[Dataset excerpt]

########

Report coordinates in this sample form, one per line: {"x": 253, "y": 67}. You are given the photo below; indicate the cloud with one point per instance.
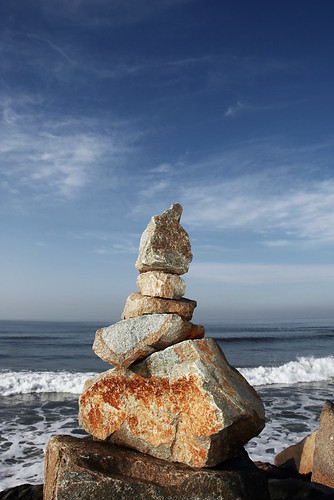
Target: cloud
{"x": 262, "y": 274}
{"x": 302, "y": 212}
{"x": 56, "y": 158}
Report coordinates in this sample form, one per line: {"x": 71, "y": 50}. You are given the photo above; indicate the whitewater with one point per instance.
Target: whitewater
{"x": 64, "y": 382}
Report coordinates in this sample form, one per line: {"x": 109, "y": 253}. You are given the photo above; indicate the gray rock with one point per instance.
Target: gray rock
{"x": 184, "y": 404}
{"x": 160, "y": 284}
{"x": 127, "y": 341}
{"x": 323, "y": 459}
{"x": 165, "y": 245}
{"x": 138, "y": 305}
{"x": 86, "y": 469}
{"x": 299, "y": 456}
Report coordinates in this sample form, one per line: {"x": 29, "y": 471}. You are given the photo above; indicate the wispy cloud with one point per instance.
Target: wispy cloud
{"x": 262, "y": 274}
{"x": 282, "y": 196}
{"x": 54, "y": 158}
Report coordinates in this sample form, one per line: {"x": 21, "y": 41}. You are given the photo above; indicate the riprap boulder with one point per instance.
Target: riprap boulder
{"x": 183, "y": 404}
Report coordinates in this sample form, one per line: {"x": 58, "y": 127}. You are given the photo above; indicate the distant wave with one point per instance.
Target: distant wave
{"x": 305, "y": 369}
{"x": 27, "y": 382}
{"x": 270, "y": 338}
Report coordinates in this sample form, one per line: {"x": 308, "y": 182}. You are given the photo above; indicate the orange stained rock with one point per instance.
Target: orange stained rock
{"x": 172, "y": 414}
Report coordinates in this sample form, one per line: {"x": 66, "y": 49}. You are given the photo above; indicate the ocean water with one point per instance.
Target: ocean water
{"x": 43, "y": 367}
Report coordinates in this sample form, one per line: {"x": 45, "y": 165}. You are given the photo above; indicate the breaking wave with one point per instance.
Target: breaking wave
{"x": 304, "y": 369}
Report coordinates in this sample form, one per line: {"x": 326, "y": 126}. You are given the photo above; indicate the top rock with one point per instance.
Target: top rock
{"x": 165, "y": 245}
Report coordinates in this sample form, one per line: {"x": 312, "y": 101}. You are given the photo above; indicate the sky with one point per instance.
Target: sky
{"x": 112, "y": 110}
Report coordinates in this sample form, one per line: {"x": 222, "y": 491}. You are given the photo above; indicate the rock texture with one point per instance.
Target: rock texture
{"x": 323, "y": 460}
{"x": 184, "y": 404}
{"x": 82, "y": 468}
{"x": 165, "y": 245}
{"x": 127, "y": 341}
{"x": 160, "y": 284}
{"x": 138, "y": 305}
{"x": 299, "y": 456}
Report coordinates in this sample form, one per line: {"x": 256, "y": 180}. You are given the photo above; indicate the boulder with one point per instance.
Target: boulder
{"x": 123, "y": 343}
{"x": 82, "y": 468}
{"x": 299, "y": 456}
{"x": 165, "y": 245}
{"x": 184, "y": 404}
{"x": 323, "y": 459}
{"x": 160, "y": 284}
{"x": 138, "y": 305}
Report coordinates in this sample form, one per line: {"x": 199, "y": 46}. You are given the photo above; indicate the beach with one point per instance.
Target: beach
{"x": 44, "y": 366}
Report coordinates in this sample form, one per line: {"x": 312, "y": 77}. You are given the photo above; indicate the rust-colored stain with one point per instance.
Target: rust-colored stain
{"x": 174, "y": 414}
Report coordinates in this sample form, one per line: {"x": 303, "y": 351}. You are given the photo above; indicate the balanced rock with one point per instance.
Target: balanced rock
{"x": 298, "y": 457}
{"x": 127, "y": 341}
{"x": 183, "y": 404}
{"x": 138, "y": 305}
{"x": 160, "y": 284}
{"x": 165, "y": 245}
{"x": 323, "y": 459}
{"x": 87, "y": 469}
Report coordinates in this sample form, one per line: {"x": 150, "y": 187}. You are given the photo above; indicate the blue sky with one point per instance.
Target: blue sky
{"x": 112, "y": 110}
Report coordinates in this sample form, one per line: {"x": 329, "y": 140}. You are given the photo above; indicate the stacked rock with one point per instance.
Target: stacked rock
{"x": 171, "y": 393}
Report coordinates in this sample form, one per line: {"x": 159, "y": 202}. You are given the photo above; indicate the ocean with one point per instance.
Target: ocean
{"x": 43, "y": 367}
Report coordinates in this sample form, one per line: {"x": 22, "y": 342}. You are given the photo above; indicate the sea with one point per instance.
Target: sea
{"x": 43, "y": 367}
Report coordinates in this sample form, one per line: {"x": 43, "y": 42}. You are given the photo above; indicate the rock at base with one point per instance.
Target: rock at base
{"x": 138, "y": 305}
{"x": 164, "y": 245}
{"x": 82, "y": 468}
{"x": 160, "y": 284}
{"x": 184, "y": 404}
{"x": 299, "y": 456}
{"x": 127, "y": 341}
{"x": 323, "y": 460}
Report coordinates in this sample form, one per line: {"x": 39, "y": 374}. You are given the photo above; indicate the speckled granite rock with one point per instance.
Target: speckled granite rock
{"x": 86, "y": 469}
{"x": 160, "y": 284}
{"x": 127, "y": 341}
{"x": 138, "y": 305}
{"x": 184, "y": 404}
{"x": 323, "y": 459}
{"x": 165, "y": 245}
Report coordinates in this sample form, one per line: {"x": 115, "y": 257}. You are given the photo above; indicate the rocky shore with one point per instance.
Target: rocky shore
{"x": 170, "y": 419}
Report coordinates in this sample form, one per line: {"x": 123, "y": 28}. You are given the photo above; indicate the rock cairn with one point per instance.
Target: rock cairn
{"x": 171, "y": 393}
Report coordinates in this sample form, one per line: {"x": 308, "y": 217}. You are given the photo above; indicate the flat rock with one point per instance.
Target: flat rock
{"x": 165, "y": 245}
{"x": 123, "y": 343}
{"x": 138, "y": 305}
{"x": 82, "y": 468}
{"x": 299, "y": 456}
{"x": 323, "y": 459}
{"x": 160, "y": 284}
{"x": 184, "y": 404}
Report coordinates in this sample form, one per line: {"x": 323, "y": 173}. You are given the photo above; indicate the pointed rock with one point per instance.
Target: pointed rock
{"x": 165, "y": 245}
{"x": 184, "y": 404}
{"x": 323, "y": 458}
{"x": 127, "y": 341}
{"x": 138, "y": 305}
{"x": 160, "y": 284}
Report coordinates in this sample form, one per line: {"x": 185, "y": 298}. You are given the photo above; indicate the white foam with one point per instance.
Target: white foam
{"x": 27, "y": 382}
{"x": 305, "y": 369}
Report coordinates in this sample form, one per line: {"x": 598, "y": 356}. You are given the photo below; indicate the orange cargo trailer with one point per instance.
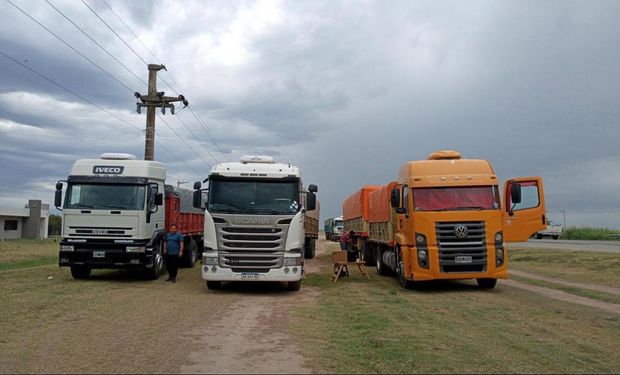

########

• [Goal]: Rewrite all of the material above, replacing every occurrence of "sample form" with "example format" and changing nothing else. Omit the pictures from your output.

• [Correct output]:
Report coordinates in this example format, one per line: {"x": 253, "y": 67}. You are given the photo below; indicate the cloud with one point per instance.
Target: cloud
{"x": 262, "y": 274}
{"x": 302, "y": 212}
{"x": 56, "y": 158}
Report coordinates in this example format, one per line: {"x": 71, "y": 50}. You are given the photo above; indicate the whitewater with one point per instance.
Target: whitewater
{"x": 64, "y": 382}
Report coordinates in this example format, one per line: {"x": 109, "y": 253}. You are given the photo above; indicate the gray rock with one point per instance.
Target: gray rock
{"x": 184, "y": 404}
{"x": 160, "y": 284}
{"x": 127, "y": 341}
{"x": 323, "y": 459}
{"x": 165, "y": 245}
{"x": 138, "y": 305}
{"x": 86, "y": 469}
{"x": 299, "y": 456}
Report coordinates in this example format, one per line: {"x": 29, "y": 471}. You are given the photo above; indicate the wispy cloud with one point per instance.
Target: wispy cloud
{"x": 262, "y": 274}
{"x": 282, "y": 196}
{"x": 54, "y": 158}
Report coordinates in this example format, one per line: {"x": 21, "y": 41}. You are given the photo above; indicate the riprap boulder with one point per instance.
Target: riprap boulder
{"x": 183, "y": 404}
Report coordinates in this example format, one per line: {"x": 58, "y": 127}. You are given the photo above; indicate the distant wave with one point per instance.
Target: distant wave
{"x": 305, "y": 369}
{"x": 27, "y": 382}
{"x": 270, "y": 338}
Report coordinates in this example format, one per line: {"x": 308, "y": 182}. You are given the photo above; indicate the orange stained rock with one point per instance.
Target: orange stained rock
{"x": 172, "y": 414}
Report coordinates in this example format, one per line: {"x": 66, "y": 49}. You are given the photo above; indicate the ocean water with one point per instance.
Target: ocean water
{"x": 43, "y": 367}
Report coordinates in this example format, one per line: {"x": 45, "y": 165}. You are given the photo above; indicate the breaking wave with one point per instance.
Target: breaking wave
{"x": 304, "y": 369}
Report coordinates in this example format, one per line: {"x": 326, "y": 126}. You are given the photo above; indicate the top rock with one point per instance.
Target: top rock
{"x": 165, "y": 245}
Report coordinates in this example format, one per line: {"x": 312, "y": 101}. You are given the photo above; indicate the sky with one point per instance.
Target: sky
{"x": 112, "y": 110}
Report coordinates in this example format, one per line: {"x": 222, "y": 491}. You are given the photo above; indicate the rock texture with one point per instance.
Target: rock texture
{"x": 323, "y": 460}
{"x": 184, "y": 404}
{"x": 82, "y": 468}
{"x": 165, "y": 245}
{"x": 127, "y": 341}
{"x": 160, "y": 284}
{"x": 138, "y": 305}
{"x": 299, "y": 456}
Report coordinates in this example format, one per line: {"x": 256, "y": 180}. You are given the photo above; indicate the boulder with one point per instance.
Target: boulder
{"x": 123, "y": 343}
{"x": 82, "y": 468}
{"x": 299, "y": 456}
{"x": 165, "y": 245}
{"x": 184, "y": 404}
{"x": 323, "y": 459}
{"x": 160, "y": 284}
{"x": 138, "y": 305}
Report coordinates in this example format, one per line: {"x": 199, "y": 46}. You are given the photo above; indicate the beach with one point per instance.
Target: beach
{"x": 44, "y": 366}
Report coordinates in this example format, one per line: {"x": 312, "y": 77}. You are given the photo above; indicate the rust-colored stain with one point per instance.
Target: rust-colored stain
{"x": 174, "y": 414}
Report coordinates in this example format, one per line: {"x": 303, "y": 351}. You are given the photo above; indicate the balanced rock with one point per instance.
Target: balanced rock
{"x": 298, "y": 457}
{"x": 127, "y": 341}
{"x": 183, "y": 404}
{"x": 138, "y": 305}
{"x": 160, "y": 284}
{"x": 165, "y": 245}
{"x": 323, "y": 459}
{"x": 87, "y": 469}
Report coordinates in this example format, one per line: {"x": 150, "y": 187}. You are given the photo above; indicate the blue sky with one point per instance.
Target: blue sky
{"x": 112, "y": 110}
Report coordinates in this example format, one per line: {"x": 329, "y": 140}. You are given the photo above; indicate the stacked rock with one point per instance.
Target: stacked rock
{"x": 171, "y": 393}
Report coordinates in this example format, one per line: {"x": 159, "y": 202}. You are given the photo above; indicate the ocean with one point per instance.
Target: ocean
{"x": 43, "y": 367}
Report coordinates in this example format, one per line: {"x": 22, "y": 342}. You are given the photo above; indicate the sea with one point per instance.
Target: sea
{"x": 43, "y": 367}
Report coordinates in this example format, one per line: {"x": 43, "y": 42}. You are given the photo above; indicate the rock at base with one point per instance.
Target: rock at base
{"x": 138, "y": 305}
{"x": 164, "y": 245}
{"x": 82, "y": 468}
{"x": 160, "y": 284}
{"x": 184, "y": 404}
{"x": 299, "y": 456}
{"x": 127, "y": 341}
{"x": 323, "y": 460}
Report coordinates in this example format, one per line: {"x": 39, "y": 374}. You are given the photo above; indicate the speckled granite rock with one point per instance.
Target: speckled granite rock
{"x": 86, "y": 469}
{"x": 160, "y": 284}
{"x": 127, "y": 341}
{"x": 138, "y": 305}
{"x": 184, "y": 404}
{"x": 323, "y": 459}
{"x": 165, "y": 245}
Report coordinates in this example format, one per line: {"x": 115, "y": 257}. You are given the photo above; indicate the rocky shore with one point per instance.
Target: rocky shore
{"x": 170, "y": 419}
Report coordinates in this example format, one per line: {"x": 123, "y": 28}. You are given the photo above; indicate the rock cairn with one point per instance.
Target: rock cairn
{"x": 171, "y": 393}
Report coordinates in this example format, one per line: {"x": 308, "y": 217}. You are given the photo above; indicate the flat rock with one point per instance.
Target: flat rock
{"x": 165, "y": 245}
{"x": 123, "y": 343}
{"x": 138, "y": 305}
{"x": 82, "y": 468}
{"x": 299, "y": 456}
{"x": 323, "y": 459}
{"x": 160, "y": 284}
{"x": 184, "y": 404}
Report coordinates in this example format, one per line: {"x": 323, "y": 173}. You are given the photo above; indicate the pointed rock with one point per instance.
Target: pointed rock
{"x": 165, "y": 245}
{"x": 184, "y": 404}
{"x": 323, "y": 458}
{"x": 127, "y": 341}
{"x": 138, "y": 305}
{"x": 160, "y": 284}
Report coordinates in this example format, one per line: {"x": 185, "y": 298}. You are given the photo above; indicate the white foam with one point per instance.
Target: white foam
{"x": 27, "y": 382}
{"x": 305, "y": 369}
Report coordinates in this example format, one per line: {"x": 598, "y": 356}. You are given the photo below; indicate the orange cargo trailer with one point per instance.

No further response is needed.